# What the task asks
Copy out the records without any changes, starting at the line that contains "I would be grateful if you could indicate the sky" and continuing through the final line of the records, with both of those lines included.

# Task data
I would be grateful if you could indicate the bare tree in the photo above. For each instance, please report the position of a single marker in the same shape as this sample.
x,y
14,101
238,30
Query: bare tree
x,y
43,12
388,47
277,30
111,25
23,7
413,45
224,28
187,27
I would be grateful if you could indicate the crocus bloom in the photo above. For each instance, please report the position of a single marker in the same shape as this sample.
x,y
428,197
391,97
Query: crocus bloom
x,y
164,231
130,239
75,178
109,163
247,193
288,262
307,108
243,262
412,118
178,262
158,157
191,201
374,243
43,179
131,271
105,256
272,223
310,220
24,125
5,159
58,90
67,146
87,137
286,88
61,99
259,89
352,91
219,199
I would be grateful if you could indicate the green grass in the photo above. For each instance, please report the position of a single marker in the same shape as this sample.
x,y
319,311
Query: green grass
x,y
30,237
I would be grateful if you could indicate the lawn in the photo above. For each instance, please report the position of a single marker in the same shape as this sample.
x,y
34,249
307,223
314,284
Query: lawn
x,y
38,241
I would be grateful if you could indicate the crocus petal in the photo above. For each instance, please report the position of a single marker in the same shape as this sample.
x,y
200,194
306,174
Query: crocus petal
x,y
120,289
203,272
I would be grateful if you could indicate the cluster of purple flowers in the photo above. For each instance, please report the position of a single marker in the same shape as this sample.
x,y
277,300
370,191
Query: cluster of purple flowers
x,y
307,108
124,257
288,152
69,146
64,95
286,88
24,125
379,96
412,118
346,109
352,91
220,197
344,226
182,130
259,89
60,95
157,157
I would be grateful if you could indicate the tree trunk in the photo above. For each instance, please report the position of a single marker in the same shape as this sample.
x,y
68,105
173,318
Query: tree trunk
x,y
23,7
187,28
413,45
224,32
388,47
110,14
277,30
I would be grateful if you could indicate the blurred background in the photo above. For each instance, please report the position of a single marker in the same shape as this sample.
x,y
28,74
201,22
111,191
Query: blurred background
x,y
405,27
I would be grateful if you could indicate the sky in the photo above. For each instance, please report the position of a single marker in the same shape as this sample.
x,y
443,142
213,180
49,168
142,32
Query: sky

# Output of the exercise
I would be grateful if you could indicate the sky in the photo above. For each instance, please report the position of a single marker in the same shape as this sample.
x,y
443,142
213,180
49,168
142,32
Query: sky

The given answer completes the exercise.